╭─ Data to process

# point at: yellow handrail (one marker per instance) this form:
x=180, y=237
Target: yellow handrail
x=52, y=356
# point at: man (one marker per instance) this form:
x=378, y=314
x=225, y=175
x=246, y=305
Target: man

╰─

_Task directions_: Copy every line of the material above character for character, with nothing added, dropped, or changed.

_Output of the task_:
# point at: yellow handrail (one marker per instance) this form:
x=180, y=237
Target: yellow handrail
x=52, y=356
# point at: man (one marker per instance) this form:
x=378, y=314
x=225, y=175
x=246, y=305
Target: man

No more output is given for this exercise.